제공 데이터
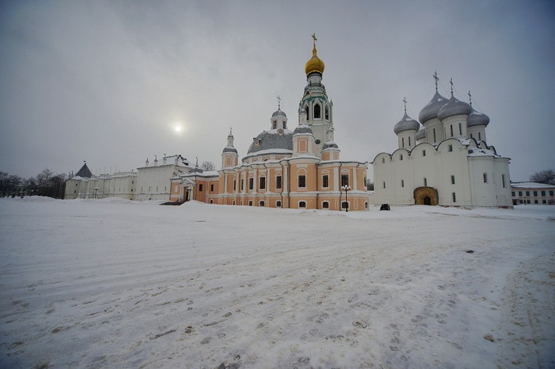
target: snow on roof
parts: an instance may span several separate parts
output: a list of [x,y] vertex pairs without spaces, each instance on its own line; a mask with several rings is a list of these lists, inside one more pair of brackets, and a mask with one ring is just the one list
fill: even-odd
[[511,187],[513,188],[555,188],[554,185],[536,183],[536,182],[512,182]]

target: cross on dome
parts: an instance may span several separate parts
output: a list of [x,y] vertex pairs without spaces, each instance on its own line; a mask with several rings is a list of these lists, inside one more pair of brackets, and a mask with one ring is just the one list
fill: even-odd
[[437,71],[434,72],[434,79],[436,80],[436,92],[437,92],[438,91],[438,81],[439,80],[439,78],[438,77]]

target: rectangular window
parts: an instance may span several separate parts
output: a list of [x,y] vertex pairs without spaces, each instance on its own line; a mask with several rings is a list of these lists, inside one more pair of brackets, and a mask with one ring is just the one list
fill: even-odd
[[341,174],[341,186],[349,186],[349,174]]
[[307,186],[307,176],[301,175],[298,178],[299,188],[304,188]]

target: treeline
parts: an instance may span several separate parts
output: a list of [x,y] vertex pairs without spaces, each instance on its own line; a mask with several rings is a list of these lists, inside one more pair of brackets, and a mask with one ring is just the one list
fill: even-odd
[[37,195],[63,199],[66,178],[65,174],[56,174],[49,169],[31,178],[0,172],[0,197]]

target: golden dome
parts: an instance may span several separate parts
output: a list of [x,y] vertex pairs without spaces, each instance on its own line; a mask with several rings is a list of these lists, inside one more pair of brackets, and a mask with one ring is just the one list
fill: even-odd
[[316,45],[315,42],[314,46],[312,48],[312,57],[305,64],[305,73],[307,73],[307,75],[312,72],[318,72],[320,74],[323,74],[324,73],[324,68],[325,68],[324,62],[321,59],[318,57],[316,55]]

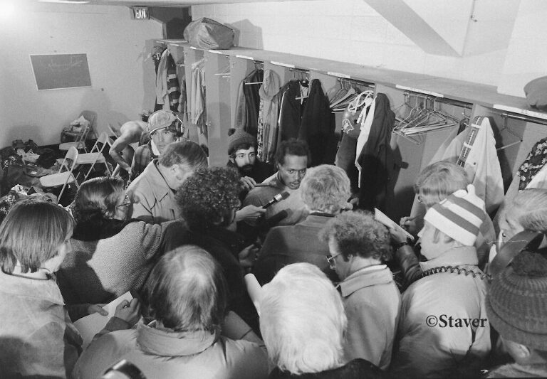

과제
위 데이터의 모든 줄을 처음부터 끝까지 한 글자도 바꾸지 말고 그대로 다시 적으십시오. 그림은 답에 넣지 마십시오.

최종 답변
target: snow on roof
parts: an instance may span several separate parts
output: a list of [x,y] vertex pairs without spaces, each instance on its own line; a mask with several rings is a list of these lists, inside one more pair of brackets, and a mask with one ring is just the one list
fill: even-odd
[[511,187],[513,188],[555,188],[554,185],[536,183],[536,182],[512,182]]

target: cross on dome
parts: an instance may span several separate parts
output: a list of [x,y] vertex pairs without spaces, each instance on its own line; a mask with several rings is a list of these lists, inside one more pair of brackets, and a mask with one ring is just the one list
fill: even-odd
[[437,71],[434,72],[434,79],[436,80],[436,92],[437,92],[438,91],[438,81],[439,80],[439,78],[438,77]]

target: rectangular window
parts: an instance may span several separate parts
output: a list of [x,y] vertex pairs without spaces, each instance on its own line; a mask with several rings is a list of these lists, inside one more pair of brackets, and a mask with one ring is just the one list
fill: even-odd
[[341,174],[341,186],[349,186],[349,174]]
[[307,186],[307,176],[301,175],[298,178],[299,188],[304,188]]

target: treeline
parts: an instance may span several separate parts
output: a list of [x,y] vertex pairs without spaces, each instance on its own line; a mask with several rings is a list of these lists, inside one more pair of brackets, and a mask with one ring is just the one list
fill: even-odd
[[37,195],[63,199],[66,178],[65,174],[56,174],[49,169],[31,178],[0,172],[0,197]]

target: golden dome
parts: an instance may span several separate parts
output: a list of [x,y] vertex pairs without spaces, each instance on its own line; a mask with several rings is a list of these lists, inside one more pair of brackets, and a mask with one ring is just the one list
fill: even-odd
[[316,45],[315,42],[314,46],[312,48],[312,57],[305,64],[305,73],[307,73],[307,75],[312,72],[318,72],[320,74],[323,74],[324,73],[324,68],[325,68],[324,62],[321,59],[318,57],[316,55]]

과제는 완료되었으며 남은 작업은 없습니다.